**Work to be completed:**
Go line by line through the entries below and copy those containing the string "segment".

---------- Exercise input ----------

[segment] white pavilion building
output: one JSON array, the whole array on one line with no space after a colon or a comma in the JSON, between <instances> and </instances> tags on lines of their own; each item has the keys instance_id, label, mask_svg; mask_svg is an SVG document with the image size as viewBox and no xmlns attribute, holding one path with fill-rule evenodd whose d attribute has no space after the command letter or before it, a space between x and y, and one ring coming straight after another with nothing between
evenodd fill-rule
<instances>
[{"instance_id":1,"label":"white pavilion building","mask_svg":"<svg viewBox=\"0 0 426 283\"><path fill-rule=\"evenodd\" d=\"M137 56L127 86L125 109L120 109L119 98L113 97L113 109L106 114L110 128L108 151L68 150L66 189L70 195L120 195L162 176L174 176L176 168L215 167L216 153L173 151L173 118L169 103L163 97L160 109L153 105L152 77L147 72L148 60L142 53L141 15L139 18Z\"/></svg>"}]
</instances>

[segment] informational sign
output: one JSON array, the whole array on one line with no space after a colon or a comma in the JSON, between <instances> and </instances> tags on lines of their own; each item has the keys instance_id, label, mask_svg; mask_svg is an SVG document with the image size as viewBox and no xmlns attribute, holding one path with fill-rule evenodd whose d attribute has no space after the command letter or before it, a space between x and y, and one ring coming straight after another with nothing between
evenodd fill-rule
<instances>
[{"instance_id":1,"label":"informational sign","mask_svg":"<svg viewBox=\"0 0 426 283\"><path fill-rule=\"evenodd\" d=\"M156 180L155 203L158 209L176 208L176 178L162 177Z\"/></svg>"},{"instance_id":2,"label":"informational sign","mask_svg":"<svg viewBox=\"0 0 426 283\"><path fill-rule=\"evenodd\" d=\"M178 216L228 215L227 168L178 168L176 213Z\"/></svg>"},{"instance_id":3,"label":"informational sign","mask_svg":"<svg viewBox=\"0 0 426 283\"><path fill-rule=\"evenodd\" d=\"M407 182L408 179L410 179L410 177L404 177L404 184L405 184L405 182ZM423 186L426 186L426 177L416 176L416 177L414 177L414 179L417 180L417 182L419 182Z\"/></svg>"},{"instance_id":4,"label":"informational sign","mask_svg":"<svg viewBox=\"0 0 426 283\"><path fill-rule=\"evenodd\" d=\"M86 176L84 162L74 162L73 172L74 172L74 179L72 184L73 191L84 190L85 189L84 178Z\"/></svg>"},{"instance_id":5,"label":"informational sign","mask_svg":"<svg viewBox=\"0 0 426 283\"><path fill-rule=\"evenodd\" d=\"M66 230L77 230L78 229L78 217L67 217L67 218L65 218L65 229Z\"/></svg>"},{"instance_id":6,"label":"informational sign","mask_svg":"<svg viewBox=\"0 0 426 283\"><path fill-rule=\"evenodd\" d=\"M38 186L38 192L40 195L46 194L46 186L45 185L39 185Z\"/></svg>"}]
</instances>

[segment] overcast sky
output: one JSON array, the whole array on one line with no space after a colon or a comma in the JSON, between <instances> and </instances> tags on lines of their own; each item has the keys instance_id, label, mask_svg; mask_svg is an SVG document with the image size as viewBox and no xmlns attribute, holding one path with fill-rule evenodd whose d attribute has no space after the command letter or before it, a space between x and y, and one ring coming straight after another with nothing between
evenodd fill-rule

----------

**Task solution:**
[segment] white pavilion building
[segment] informational sign
[segment] overcast sky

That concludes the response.